VORLIEGENDER AUSZUG:
· · ·
Kein Wasser

Das My-Dinh-Viertel von Hanoi hat seit drei Tagen kein Wasser. My Dinh ist nicht nur einfach irgendwie ein Wohngebiet. My Dinh ist einerseits das zukünftige West-Hanoi, wo zahlreiche Prestigebauten entstehen, und moderne Bürohochhäuser hochgezogen werden. Außerdem stehen in der Gegend bereits jetzt einige sehr teure Appartment-Häuser, in denen zahlreiche wohlhabende Ausländer und Teile der Hanoier Mittelschicht wohnen.

Alle diese Menschen haben teilweise seit drei Tagen kein Wasser. Teilweise haben die lokalen Wassertanks der Häuser auch etwas länger gehalten. Grund für den Totalausfall ist eine gebrochene Wasserleitung, die offenbar so sehr gebrochen ist, dass sie in den vergangenen Tagen nicht repariert werden konnte.
· · ·
GEGEBENE INFORMATIONEN:
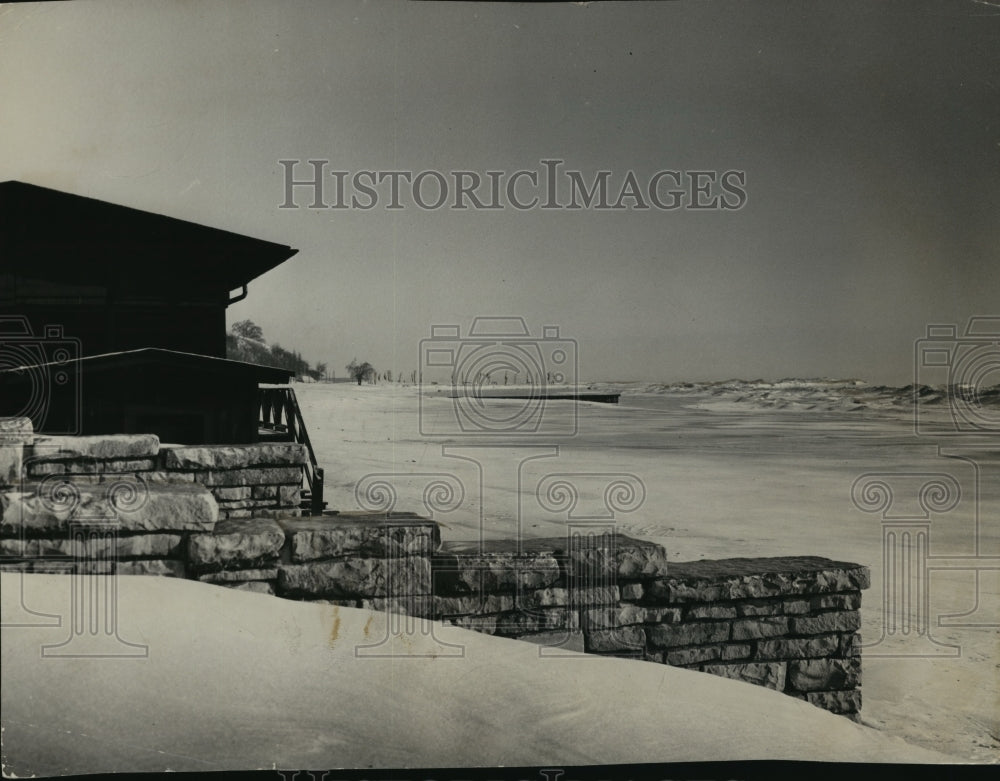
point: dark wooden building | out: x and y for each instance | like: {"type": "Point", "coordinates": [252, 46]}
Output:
{"type": "Point", "coordinates": [117, 278]}
{"type": "Point", "coordinates": [112, 320]}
· · ·
AUFGABEN:
**A)** Welchen Grund nennt der Auszug über My Dinh für den Totalausfall der Wasserversorgung?
**B)** Zähle alle Arten von Gebäuden auf, die der Auszug über My Dinh für das Viertel nennt.
Die Auflistung wird hierfür nicht gebraucht.

LÖSUNGEN:
**A)** Eine gebrochene Wasserleitung, die in den vergangenen Tagen nicht repariert werden konnte.

**B)** Prestigebauten, moderne Bürohochhäuser und sehr teure Appartment-Häuser.